----- DATA SUPPLIED

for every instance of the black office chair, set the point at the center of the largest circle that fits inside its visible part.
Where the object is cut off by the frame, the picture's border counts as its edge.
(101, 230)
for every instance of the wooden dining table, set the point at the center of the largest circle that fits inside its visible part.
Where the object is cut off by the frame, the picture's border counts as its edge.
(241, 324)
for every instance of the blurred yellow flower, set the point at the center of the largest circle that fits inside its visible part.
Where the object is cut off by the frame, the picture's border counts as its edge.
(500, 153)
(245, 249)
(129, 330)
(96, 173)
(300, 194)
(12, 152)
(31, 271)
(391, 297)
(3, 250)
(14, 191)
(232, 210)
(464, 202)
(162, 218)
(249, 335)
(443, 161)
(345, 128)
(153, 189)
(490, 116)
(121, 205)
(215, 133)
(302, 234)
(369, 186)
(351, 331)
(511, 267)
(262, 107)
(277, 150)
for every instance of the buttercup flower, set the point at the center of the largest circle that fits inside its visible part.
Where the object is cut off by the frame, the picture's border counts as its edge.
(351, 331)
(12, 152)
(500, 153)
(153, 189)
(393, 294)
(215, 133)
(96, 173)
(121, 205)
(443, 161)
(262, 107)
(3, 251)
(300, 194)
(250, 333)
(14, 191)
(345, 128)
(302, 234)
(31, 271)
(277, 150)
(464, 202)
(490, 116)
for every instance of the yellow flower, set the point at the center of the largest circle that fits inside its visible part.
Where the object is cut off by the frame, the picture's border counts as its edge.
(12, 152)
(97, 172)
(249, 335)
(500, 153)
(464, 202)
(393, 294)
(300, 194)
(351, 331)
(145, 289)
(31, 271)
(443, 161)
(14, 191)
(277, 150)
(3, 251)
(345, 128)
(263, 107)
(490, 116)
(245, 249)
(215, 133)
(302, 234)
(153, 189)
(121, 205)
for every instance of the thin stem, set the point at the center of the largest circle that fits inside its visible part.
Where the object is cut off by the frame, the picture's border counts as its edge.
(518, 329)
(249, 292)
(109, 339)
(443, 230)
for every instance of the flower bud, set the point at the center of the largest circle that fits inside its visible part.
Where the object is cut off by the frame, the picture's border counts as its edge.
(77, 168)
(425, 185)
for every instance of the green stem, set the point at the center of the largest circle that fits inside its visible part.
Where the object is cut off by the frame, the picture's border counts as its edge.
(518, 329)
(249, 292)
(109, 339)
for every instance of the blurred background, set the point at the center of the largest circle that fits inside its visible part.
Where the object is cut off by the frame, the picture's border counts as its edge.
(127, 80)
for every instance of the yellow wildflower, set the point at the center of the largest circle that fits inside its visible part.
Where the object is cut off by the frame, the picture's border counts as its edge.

----------

TASK STATEMENT — Looking at the listing above, which lines hold "stem"? Copy every such line.

RESULT OF THE TASK —
for every instance of the thin stem, set the point at the center of the largest circle that fits inside its visible part.
for every instance of the green stem, set the point at the center of the largest circle that fits inside its visible part.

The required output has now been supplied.